◆ **En qué consiste**:
Transcribe sin cambios el tramo del relato sobre el cruce del cordón Gloria-Fortuna que va desde "Primer Cruce del" hasta "Alfalfal a pie.".

◆ **Texto del ejercicio**:
+===+
Primer Cruce del Cordón Gloria-Fortuna
Por Schulze, Berlín
Algunas veces hemos realizado ascensos, así como diferentes excursiones exploratorias en el más gran estilo que no son poco peligrosas. En una ocasión incluso que una noche tuvimos que esperar pegados a una pared, congelándonos, hasta la mañana salvadora, mientras la «Lola» nos tiraba con cariño algunos metros cúbicos de piedra como advertencia. ¿Y hoy en día? Hoy será atacada la aparentemente inexpugnable fortaleza, el «dolor de muelas», y deberá caer. Así ocurrió que, con una mula y el hermano de los Ortega, nosotros partimos el viernes santo de 1936 a las 6:00 desde el Alfalfal a pie.
Con fuerza avanzamos por la brillante mañana que comenzaba y pronto nos recibió la naturaleza intacta del embriagador valle de la Gloria. A la izquierda se levanta el imponente macizo del Quempo por sobre los cuatromil metros hacia el espacio, a la derecha se disparan las paredes verticales del cordón Gloria-Fortuna como un muro amenazante en el cielo y que por la mitad de ella se arrastran, com un par de pequeñas y feas hormigas contra las fuerzas de la naturaleza, un par de insignificantes personas que se han puesto en la cabeza tomar por asalto una de esas torres dentadas.
Éramos cuatro alegres muchachos de los cuales cada uno tenía su propia característica especial. En primer lugar, estaría nuestro organizador, fotógrafo de la corte, cocinero, buscador de agua y hombre de la medicina Jo Hartmann, el cual desarrolló en la cordillera una asombrosa elocuencia y teoría sobre la fuerza de sanación de los árboles, arbustos y malezas que crecen allá, de forma que uno siempre se deja tentar por las cosas más imposibles de masticar hasta que se siente mal para alegría del otro. El segundo, Mosel, era el más tranquilo de todos nosotros. En tercer lugar, presento a Günther von Hein o «Hein con el acordeón», el que siempre iba tan cargado que tenía que sentarse a llorar. En cuarto lugar, en el grupo, este humilde servidor: Schulze, Berlín. Se pueden ahorrar la cuenta de mis cualidades, puesto que creo que la sola mención de mi nombre, Berlín, lo dice todo. En resumen, compañeros de montaña como uno se los puede imaginar.
+===+
Filas de origen:
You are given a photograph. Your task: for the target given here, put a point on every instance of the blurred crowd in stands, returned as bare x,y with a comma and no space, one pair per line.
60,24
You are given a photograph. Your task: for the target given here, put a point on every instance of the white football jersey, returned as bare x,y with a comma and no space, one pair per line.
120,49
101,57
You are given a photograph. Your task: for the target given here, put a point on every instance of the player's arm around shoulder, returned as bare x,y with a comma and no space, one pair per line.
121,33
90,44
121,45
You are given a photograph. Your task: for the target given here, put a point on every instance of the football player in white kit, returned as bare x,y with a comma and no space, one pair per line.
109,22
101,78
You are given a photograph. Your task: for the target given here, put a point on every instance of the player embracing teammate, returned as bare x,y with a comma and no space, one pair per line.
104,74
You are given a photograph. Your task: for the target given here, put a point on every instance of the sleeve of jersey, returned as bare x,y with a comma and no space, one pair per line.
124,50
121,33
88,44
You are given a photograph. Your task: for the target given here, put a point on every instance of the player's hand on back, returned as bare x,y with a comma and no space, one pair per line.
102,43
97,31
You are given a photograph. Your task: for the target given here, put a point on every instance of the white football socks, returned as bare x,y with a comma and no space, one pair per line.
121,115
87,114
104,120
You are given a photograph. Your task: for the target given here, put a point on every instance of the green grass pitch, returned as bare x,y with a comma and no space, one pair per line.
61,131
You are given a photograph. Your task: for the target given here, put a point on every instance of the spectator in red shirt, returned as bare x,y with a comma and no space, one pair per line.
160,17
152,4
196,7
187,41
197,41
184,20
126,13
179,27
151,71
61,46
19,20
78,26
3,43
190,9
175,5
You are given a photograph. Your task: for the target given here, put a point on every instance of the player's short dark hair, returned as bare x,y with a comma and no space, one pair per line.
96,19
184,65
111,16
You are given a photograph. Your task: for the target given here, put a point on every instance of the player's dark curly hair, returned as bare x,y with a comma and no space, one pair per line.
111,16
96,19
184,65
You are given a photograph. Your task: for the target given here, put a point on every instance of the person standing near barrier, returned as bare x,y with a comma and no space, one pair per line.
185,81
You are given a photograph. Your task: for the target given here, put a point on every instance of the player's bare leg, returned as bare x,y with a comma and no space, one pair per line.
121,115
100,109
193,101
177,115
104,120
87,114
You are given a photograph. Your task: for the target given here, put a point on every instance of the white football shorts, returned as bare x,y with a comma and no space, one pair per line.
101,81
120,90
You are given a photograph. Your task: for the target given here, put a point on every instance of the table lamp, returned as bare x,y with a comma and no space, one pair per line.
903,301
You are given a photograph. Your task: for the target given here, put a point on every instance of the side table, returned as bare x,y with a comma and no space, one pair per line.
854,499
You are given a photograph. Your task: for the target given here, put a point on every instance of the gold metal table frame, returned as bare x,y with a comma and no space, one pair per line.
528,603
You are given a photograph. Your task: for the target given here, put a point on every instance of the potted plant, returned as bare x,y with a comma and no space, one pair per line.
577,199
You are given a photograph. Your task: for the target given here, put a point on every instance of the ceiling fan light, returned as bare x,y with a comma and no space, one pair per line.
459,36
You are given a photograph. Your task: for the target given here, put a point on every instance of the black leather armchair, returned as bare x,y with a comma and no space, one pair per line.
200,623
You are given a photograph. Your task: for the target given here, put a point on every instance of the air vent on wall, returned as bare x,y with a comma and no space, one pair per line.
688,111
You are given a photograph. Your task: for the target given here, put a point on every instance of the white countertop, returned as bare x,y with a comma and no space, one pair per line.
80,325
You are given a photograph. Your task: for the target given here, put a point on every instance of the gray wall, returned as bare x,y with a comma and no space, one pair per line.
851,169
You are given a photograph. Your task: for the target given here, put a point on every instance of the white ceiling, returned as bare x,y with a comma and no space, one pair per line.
+===+
◆ **Espacio de respuesta**:
Primer Cruce del Cordón Gloria-Fortuna
Por Schulze, Berlín
Algunas veces hemos realizado ascensos, así como diferentes excursiones exploratorias en el más gran estilo que no son poco peligrosas. En una ocasión incluso que una noche tuvimos que esperar pegados a una pared, congelándonos, hasta la mañana salvadora, mientras la «Lola» nos tiraba con cariño algunos metros cúbicos de piedra como advertencia. ¿Y hoy en día? Hoy será atacada la aparentemente inexpugnable fortaleza, el «dolor de muelas», y deberá caer. Así ocurrió que, con una mula y el hermano de los Ortega, nosotros partimos el viernes santo de 1936 a las 6:00 desde el Alfalfal a pie.